* [WORK TO DO]: Repeat the listing in full. Nothing may be added or left out.
+ + + + +
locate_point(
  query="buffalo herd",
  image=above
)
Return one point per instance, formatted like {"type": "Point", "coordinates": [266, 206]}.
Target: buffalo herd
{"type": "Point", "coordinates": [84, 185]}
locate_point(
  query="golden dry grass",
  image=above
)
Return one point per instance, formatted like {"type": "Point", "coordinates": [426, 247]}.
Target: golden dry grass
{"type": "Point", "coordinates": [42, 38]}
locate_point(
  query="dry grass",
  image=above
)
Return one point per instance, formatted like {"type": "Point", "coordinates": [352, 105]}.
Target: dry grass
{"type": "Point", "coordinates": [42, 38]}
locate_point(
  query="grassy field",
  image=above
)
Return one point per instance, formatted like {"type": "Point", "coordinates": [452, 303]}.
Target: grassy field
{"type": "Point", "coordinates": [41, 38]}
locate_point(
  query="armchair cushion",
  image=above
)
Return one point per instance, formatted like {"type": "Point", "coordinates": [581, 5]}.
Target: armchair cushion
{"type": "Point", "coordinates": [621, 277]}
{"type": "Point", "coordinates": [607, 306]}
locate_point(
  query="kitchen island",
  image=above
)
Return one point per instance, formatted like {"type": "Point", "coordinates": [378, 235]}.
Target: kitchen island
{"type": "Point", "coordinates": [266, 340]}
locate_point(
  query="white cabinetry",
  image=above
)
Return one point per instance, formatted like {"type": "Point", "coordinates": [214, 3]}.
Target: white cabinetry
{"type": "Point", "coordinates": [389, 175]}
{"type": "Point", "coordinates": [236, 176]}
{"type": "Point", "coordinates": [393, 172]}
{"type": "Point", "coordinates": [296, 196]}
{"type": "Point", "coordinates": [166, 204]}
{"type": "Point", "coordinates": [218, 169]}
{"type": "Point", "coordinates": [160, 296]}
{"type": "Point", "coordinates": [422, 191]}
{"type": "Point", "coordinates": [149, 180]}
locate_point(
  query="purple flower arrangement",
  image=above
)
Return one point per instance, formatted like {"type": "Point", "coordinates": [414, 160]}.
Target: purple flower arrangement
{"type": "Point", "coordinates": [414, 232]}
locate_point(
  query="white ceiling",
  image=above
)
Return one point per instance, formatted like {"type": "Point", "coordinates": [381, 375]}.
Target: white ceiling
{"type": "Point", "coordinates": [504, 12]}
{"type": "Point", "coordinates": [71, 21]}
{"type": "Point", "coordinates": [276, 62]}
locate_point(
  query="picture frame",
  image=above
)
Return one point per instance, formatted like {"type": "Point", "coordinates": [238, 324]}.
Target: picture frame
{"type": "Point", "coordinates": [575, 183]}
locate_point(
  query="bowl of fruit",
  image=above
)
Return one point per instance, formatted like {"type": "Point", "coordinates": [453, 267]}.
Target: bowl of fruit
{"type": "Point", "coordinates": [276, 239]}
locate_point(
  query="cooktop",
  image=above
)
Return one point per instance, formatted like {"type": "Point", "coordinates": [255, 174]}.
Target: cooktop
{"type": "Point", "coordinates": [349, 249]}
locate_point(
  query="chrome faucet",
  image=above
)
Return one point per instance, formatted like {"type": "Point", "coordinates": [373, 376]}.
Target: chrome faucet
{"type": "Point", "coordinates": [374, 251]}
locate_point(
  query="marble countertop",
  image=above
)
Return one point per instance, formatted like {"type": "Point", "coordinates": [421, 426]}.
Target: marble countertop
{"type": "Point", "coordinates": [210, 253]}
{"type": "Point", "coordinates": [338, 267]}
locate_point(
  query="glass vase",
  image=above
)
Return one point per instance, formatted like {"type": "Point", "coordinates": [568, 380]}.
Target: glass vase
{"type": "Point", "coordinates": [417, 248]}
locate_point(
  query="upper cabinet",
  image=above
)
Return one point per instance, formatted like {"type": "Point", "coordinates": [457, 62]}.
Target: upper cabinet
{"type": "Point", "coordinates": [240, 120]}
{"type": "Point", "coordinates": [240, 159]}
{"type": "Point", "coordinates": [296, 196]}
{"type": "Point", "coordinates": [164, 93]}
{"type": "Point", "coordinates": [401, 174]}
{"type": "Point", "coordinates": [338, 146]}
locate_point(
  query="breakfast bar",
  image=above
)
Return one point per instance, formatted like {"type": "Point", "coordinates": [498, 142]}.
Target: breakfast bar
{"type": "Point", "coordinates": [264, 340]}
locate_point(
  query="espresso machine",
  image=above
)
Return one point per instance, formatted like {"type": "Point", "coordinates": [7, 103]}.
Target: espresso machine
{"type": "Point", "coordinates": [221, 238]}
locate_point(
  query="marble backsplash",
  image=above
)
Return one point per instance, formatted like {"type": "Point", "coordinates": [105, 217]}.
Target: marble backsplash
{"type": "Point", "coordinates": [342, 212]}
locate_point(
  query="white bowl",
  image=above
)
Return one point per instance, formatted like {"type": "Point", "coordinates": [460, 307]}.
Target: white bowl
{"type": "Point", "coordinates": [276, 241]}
+ + + + +
* [RESPONSE BELOW]:
locate_point(
  query="buffalo herd",
  image=above
)
Return one point per instance, formatted like {"type": "Point", "coordinates": [266, 206]}.
Target: buffalo herd
{"type": "Point", "coordinates": [84, 185]}
locate_point(
  query="golden dry grass",
  image=above
)
Return one point per instance, formatted like {"type": "Point", "coordinates": [426, 247]}.
Target: golden dry grass
{"type": "Point", "coordinates": [42, 38]}
locate_point(
  query="dry grass",
  image=above
)
Return one point per instance, formatted like {"type": "Point", "coordinates": [352, 105]}.
Target: dry grass
{"type": "Point", "coordinates": [42, 38]}
locate_point(
  query="grassy field",
  image=above
)
Return one point per instance, formatted like {"type": "Point", "coordinates": [452, 303]}.
Target: grassy field
{"type": "Point", "coordinates": [41, 38]}
locate_point(
  query="armchair cushion",
  image=above
)
Return one point per instance, formatted like {"type": "Point", "coordinates": [581, 5]}.
Target: armchair cushion
{"type": "Point", "coordinates": [621, 277]}
{"type": "Point", "coordinates": [607, 306]}
locate_point(
  query="kitchen island",
  image=above
)
Return one point per instance, formatted like {"type": "Point", "coordinates": [378, 235]}.
Target: kitchen island
{"type": "Point", "coordinates": [266, 340]}
locate_point(
  query="white cabinetry",
  image=above
)
Return one point per instance, formatted like {"type": "Point", "coordinates": [214, 3]}.
Target: white cabinetry
{"type": "Point", "coordinates": [389, 175]}
{"type": "Point", "coordinates": [236, 176]}
{"type": "Point", "coordinates": [393, 172]}
{"type": "Point", "coordinates": [296, 196]}
{"type": "Point", "coordinates": [166, 204]}
{"type": "Point", "coordinates": [218, 169]}
{"type": "Point", "coordinates": [160, 296]}
{"type": "Point", "coordinates": [422, 191]}
{"type": "Point", "coordinates": [149, 180]}
locate_point(
  query="purple flower arrangement",
  image=above
)
Return one point per instance, formatted like {"type": "Point", "coordinates": [414, 160]}.
Target: purple flower arrangement
{"type": "Point", "coordinates": [414, 232]}
locate_point(
  query="white ceiling",
  image=above
)
Return one point per instance, formatted like {"type": "Point", "coordinates": [381, 375]}.
Target: white ceiling
{"type": "Point", "coordinates": [504, 12]}
{"type": "Point", "coordinates": [71, 21]}
{"type": "Point", "coordinates": [276, 62]}
locate_point(
  query="picture frame",
  image=above
)
Return one point per instance, formatted like {"type": "Point", "coordinates": [238, 324]}.
Target: picture frame
{"type": "Point", "coordinates": [575, 183]}
locate_point(
  query="bowl of fruit",
  image=above
)
Return one point per instance, formatted like {"type": "Point", "coordinates": [453, 267]}.
Target: bowl of fruit
{"type": "Point", "coordinates": [276, 239]}
locate_point(
  query="cooktop",
  image=above
)
Return one point per instance, formatted like {"type": "Point", "coordinates": [255, 174]}.
Target: cooktop
{"type": "Point", "coordinates": [349, 249]}
locate_point(
  query="chrome faucet",
  image=above
)
Return one point per instance, formatted like {"type": "Point", "coordinates": [373, 376]}.
Target: chrome faucet
{"type": "Point", "coordinates": [374, 251]}
locate_point(
  query="marble countertop",
  image=above
)
Return one point per instance, formatted like {"type": "Point", "coordinates": [421, 426]}.
Target: marble countertop
{"type": "Point", "coordinates": [210, 253]}
{"type": "Point", "coordinates": [338, 267]}
locate_point(
  query="glass vase",
  image=above
)
Return one point per instance, formatted like {"type": "Point", "coordinates": [568, 380]}.
Target: glass vase
{"type": "Point", "coordinates": [417, 248]}
locate_point(
  query="upper cabinet",
  image=above
)
Return one point per instance, formatted like {"type": "Point", "coordinates": [457, 62]}.
Target: upper cabinet
{"type": "Point", "coordinates": [240, 120]}
{"type": "Point", "coordinates": [240, 159]}
{"type": "Point", "coordinates": [296, 196]}
{"type": "Point", "coordinates": [164, 93]}
{"type": "Point", "coordinates": [401, 174]}
{"type": "Point", "coordinates": [338, 146]}
locate_point(
  query="breakfast bar",
  image=above
)
Return one point per instance, formatted like {"type": "Point", "coordinates": [498, 142]}.
Target: breakfast bar
{"type": "Point", "coordinates": [264, 340]}
locate_point(
  query="espresso machine",
  image=above
)
Return one point per instance, formatted like {"type": "Point", "coordinates": [7, 103]}.
Target: espresso machine
{"type": "Point", "coordinates": [221, 238]}
locate_point(
  query="marble backsplash",
  image=above
)
Return one point per instance, formatted like {"type": "Point", "coordinates": [105, 217]}.
Target: marble backsplash
{"type": "Point", "coordinates": [342, 212]}
locate_point(
  query="white bowl",
  image=above
)
Return one point per instance, formatted like {"type": "Point", "coordinates": [460, 307]}.
Target: white bowl
{"type": "Point", "coordinates": [276, 241]}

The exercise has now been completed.